• **EXTRACTED DATA**
#####
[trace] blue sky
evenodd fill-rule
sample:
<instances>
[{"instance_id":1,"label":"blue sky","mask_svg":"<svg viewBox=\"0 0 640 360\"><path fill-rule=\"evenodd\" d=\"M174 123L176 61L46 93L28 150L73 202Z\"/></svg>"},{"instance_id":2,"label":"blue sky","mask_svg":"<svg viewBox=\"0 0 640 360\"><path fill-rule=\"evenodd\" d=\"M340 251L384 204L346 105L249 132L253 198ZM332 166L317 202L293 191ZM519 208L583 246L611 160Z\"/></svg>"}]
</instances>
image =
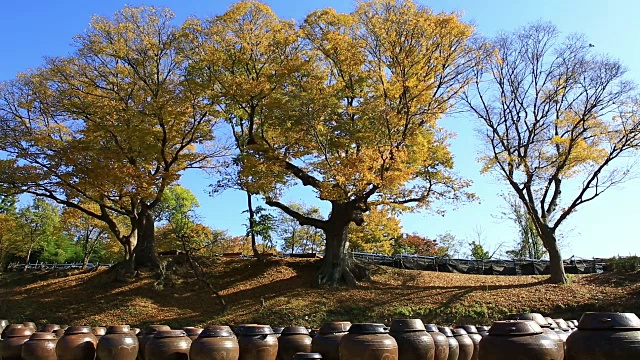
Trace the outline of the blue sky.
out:
<instances>
[{"instance_id":1,"label":"blue sky","mask_svg":"<svg viewBox=\"0 0 640 360\"><path fill-rule=\"evenodd\" d=\"M37 67L44 56L61 56L72 51L73 35L87 28L93 14L110 16L125 4L167 6L181 21L190 15L198 17L224 12L231 0L32 0L29 2L3 1L0 3L0 80L8 80L16 73ZM273 0L265 1L282 17L301 19L313 9L333 7L338 11L350 11L354 2L347 0ZM629 68L629 77L640 83L640 37L637 35L637 14L640 2L632 0L461 0L418 1L436 11L459 10L463 19L476 24L477 31L492 35L501 30L512 30L538 19L548 20L561 31L586 34L596 50L621 60ZM512 224L496 217L502 211L501 192L509 189L491 175L480 175L476 159L482 144L476 139L474 119L466 116L449 117L442 125L458 136L451 148L456 156L457 171L474 181L472 191L480 201L450 209L444 217L423 213L402 217L405 232L435 237L450 231L459 238L474 237L474 229L480 228L485 244L495 249L504 243L507 249L517 234ZM200 172L189 172L182 183L198 197L200 213L205 222L219 229L229 229L231 234L244 233L245 198L241 193L226 192L215 198L207 195L211 182ZM640 252L640 242L633 225L640 215L636 204L640 203L640 181L630 181L605 193L599 199L586 204L572 214L561 231L567 233L563 246L565 258L607 257ZM286 200L316 203L306 190L293 191ZM326 207L323 207L326 209Z\"/></svg>"}]
</instances>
#####
• **HOW TO COMPLETE THIS TASK**
Every line of the data is to be transcribed exactly, and no picture is to be included.

• **THE COMPLETED TASK**
[trace] blue sky
evenodd fill-rule
sample:
<instances>
[{"instance_id":1,"label":"blue sky","mask_svg":"<svg viewBox=\"0 0 640 360\"><path fill-rule=\"evenodd\" d=\"M174 123L176 61L46 93L28 150L73 202Z\"/></svg>"},{"instance_id":2,"label":"blue sky","mask_svg":"<svg viewBox=\"0 0 640 360\"><path fill-rule=\"evenodd\" d=\"M340 251L384 204L346 105L249 132L253 198ZM332 166L317 202L293 191ZM519 208L583 246L611 160Z\"/></svg>"}]
</instances>
image =
Trace the outline of the blue sky.
out:
<instances>
[{"instance_id":1,"label":"blue sky","mask_svg":"<svg viewBox=\"0 0 640 360\"><path fill-rule=\"evenodd\" d=\"M37 67L44 56L61 56L72 51L73 35L87 28L93 14L110 16L125 4L167 6L181 21L190 15L198 17L224 12L231 0L32 0L29 2L3 1L0 3L0 80L8 80L16 73ZM273 0L265 1L282 17L301 19L313 9L333 7L338 11L350 11L354 2L347 0ZM629 68L629 77L640 83L640 37L637 35L637 14L640 2L632 0L461 0L418 1L436 11L459 10L463 19L476 24L477 31L492 35L501 30L512 30L538 19L548 20L561 31L586 34L596 50L621 60ZM512 224L496 217L502 211L501 192L509 189L491 175L480 175L476 159L482 144L476 139L474 119L466 116L449 117L442 125L458 136L451 148L456 156L457 171L474 181L472 191L480 201L450 209L444 217L423 213L402 217L405 232L435 237L450 231L459 238L474 237L474 229L480 228L485 244L495 249L504 243L507 249L517 234ZM200 172L189 172L182 183L198 197L200 213L205 222L219 229L229 229L231 234L244 233L245 198L241 193L226 192L215 198L207 195L211 182ZM640 252L640 242L633 225L640 215L636 204L640 203L640 181L630 181L605 193L599 199L586 204L572 214L561 231L567 233L563 246L565 258L607 257ZM286 200L316 203L306 190L293 191ZM326 207L323 207L326 209Z\"/></svg>"}]
</instances>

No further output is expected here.